Dataset entries:
##########

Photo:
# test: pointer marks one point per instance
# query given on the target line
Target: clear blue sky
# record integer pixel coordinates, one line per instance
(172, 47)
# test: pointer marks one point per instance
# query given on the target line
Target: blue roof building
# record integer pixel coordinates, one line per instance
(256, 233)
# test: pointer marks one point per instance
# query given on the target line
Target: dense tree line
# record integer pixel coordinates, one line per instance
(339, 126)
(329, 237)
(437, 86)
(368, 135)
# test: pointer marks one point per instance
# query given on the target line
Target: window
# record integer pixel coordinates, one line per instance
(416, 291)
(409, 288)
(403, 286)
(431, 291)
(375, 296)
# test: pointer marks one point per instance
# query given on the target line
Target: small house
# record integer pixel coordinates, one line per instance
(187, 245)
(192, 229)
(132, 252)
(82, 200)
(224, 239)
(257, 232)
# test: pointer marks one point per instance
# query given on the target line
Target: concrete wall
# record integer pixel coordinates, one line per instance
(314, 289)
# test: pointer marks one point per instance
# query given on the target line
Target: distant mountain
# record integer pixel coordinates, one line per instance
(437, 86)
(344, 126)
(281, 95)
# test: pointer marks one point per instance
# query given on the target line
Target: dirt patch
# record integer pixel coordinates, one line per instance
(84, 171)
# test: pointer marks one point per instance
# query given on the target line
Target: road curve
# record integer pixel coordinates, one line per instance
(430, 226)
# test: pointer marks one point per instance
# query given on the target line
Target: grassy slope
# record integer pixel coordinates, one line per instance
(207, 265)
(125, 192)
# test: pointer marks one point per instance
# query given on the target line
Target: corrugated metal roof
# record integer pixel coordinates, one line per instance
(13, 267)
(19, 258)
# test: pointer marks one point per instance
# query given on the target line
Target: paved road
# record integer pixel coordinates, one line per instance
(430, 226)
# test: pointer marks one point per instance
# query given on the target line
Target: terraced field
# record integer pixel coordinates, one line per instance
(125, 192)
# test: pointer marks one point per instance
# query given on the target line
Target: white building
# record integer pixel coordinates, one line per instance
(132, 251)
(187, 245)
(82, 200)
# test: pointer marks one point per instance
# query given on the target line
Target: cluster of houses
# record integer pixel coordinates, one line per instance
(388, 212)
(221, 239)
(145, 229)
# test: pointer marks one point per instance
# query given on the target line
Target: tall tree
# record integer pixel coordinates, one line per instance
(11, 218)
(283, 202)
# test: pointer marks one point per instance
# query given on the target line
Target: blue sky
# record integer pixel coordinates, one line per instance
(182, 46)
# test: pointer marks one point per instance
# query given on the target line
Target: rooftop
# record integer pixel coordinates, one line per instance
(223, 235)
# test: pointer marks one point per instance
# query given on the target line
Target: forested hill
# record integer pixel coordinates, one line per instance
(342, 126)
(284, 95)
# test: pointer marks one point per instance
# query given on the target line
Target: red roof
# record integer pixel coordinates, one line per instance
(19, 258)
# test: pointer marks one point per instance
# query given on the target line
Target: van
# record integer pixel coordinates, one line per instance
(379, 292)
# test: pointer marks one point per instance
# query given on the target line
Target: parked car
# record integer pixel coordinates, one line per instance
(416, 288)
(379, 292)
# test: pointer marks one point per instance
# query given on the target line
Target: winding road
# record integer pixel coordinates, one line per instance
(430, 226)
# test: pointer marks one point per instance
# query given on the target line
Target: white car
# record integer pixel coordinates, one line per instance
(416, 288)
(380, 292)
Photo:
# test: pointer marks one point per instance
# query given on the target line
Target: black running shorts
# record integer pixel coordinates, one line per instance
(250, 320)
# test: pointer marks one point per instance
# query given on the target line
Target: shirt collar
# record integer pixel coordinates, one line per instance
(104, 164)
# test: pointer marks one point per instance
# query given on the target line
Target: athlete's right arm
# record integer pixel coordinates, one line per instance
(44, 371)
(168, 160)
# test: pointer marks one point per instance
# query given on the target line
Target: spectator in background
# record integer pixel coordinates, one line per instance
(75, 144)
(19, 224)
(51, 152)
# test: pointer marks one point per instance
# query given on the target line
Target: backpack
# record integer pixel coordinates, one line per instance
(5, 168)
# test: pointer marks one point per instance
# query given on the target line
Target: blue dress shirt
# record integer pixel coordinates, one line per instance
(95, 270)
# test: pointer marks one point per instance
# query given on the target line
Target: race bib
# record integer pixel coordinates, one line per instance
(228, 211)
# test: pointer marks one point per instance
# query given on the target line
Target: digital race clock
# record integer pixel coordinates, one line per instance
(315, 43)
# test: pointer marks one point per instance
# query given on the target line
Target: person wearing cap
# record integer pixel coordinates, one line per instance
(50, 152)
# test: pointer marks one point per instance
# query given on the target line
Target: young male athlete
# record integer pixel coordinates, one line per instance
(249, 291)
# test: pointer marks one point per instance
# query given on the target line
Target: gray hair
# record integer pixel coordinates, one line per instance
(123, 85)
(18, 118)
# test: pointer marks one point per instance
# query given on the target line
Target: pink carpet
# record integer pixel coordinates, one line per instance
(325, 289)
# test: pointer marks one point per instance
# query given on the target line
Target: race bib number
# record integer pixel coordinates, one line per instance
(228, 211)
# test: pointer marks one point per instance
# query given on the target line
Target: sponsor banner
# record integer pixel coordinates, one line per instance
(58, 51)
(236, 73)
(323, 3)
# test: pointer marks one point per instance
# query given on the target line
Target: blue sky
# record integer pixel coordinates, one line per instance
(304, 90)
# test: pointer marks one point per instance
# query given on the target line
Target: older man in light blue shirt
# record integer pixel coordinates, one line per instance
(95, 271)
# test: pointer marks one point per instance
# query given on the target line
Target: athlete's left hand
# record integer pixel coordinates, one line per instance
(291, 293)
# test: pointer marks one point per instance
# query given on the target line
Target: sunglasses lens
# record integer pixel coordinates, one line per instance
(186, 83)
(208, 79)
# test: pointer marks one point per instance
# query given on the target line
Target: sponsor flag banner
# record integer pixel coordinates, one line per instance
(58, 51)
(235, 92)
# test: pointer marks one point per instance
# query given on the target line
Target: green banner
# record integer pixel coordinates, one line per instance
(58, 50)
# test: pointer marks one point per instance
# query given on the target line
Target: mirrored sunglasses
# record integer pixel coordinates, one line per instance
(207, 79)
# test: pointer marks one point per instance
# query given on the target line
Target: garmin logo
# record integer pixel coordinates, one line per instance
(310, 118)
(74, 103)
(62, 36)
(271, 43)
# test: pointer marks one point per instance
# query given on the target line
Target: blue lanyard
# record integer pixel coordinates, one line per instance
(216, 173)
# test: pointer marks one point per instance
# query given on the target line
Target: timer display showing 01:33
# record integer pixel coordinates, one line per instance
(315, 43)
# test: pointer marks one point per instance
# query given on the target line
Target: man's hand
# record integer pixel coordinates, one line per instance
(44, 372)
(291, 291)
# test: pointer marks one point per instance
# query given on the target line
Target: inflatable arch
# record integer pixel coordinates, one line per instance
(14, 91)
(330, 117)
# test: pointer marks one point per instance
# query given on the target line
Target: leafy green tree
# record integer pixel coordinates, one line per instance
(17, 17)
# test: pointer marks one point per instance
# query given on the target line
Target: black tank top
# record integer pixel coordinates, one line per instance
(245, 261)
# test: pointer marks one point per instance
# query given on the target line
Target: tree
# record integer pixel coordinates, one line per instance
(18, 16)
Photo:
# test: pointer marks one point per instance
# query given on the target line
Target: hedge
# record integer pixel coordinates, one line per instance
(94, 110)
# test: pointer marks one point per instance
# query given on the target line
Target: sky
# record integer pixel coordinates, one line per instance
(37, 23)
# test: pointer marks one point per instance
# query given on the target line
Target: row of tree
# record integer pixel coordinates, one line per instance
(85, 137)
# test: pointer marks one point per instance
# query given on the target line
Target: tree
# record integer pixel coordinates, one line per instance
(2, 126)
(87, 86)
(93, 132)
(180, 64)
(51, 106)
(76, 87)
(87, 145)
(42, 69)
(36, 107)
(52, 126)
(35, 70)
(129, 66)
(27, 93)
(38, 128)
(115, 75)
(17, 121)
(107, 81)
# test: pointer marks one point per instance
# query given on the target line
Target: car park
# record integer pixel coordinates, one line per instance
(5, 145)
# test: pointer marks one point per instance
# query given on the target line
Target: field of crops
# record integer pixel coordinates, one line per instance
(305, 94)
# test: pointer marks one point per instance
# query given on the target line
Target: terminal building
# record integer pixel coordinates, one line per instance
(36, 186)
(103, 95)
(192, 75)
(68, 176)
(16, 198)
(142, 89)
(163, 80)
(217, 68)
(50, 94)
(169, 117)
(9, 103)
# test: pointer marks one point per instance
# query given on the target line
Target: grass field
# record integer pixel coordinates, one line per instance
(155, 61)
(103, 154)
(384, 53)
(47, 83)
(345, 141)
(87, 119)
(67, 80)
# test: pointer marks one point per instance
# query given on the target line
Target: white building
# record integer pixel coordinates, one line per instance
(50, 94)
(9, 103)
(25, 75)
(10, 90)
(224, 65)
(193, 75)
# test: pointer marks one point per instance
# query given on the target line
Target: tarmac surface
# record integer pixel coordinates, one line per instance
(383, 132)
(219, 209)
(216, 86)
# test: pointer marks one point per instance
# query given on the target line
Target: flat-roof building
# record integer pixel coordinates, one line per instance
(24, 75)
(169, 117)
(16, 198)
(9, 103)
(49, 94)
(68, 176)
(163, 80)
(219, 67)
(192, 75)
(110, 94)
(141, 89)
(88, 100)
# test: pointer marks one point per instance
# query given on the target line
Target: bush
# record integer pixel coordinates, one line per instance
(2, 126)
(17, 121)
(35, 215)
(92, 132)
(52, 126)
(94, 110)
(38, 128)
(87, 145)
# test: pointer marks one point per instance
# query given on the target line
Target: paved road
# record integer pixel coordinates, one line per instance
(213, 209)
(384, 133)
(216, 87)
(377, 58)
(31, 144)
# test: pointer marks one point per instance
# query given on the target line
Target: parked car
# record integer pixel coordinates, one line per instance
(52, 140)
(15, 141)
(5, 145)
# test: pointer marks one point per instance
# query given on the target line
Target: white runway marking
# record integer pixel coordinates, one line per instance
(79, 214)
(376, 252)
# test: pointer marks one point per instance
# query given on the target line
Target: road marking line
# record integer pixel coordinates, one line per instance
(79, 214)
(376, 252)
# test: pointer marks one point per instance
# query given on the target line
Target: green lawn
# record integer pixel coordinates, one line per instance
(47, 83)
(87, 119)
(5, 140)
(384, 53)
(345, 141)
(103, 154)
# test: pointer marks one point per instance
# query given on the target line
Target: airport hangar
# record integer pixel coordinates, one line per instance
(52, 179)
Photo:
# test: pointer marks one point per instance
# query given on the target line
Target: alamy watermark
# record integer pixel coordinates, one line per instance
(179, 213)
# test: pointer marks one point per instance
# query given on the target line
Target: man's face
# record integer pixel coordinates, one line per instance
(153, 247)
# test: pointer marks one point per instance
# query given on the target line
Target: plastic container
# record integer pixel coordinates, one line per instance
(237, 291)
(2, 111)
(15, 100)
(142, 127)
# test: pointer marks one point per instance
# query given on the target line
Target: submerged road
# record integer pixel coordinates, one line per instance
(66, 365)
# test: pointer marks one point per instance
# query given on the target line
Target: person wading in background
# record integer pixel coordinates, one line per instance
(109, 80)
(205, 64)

##########

TASK OBJECTIVE:
Please show, exactly as written, every line above that contains the word "background".

SOLUTION TO THIS PROBLEM:
Target: spectator in background
Target: person wading in background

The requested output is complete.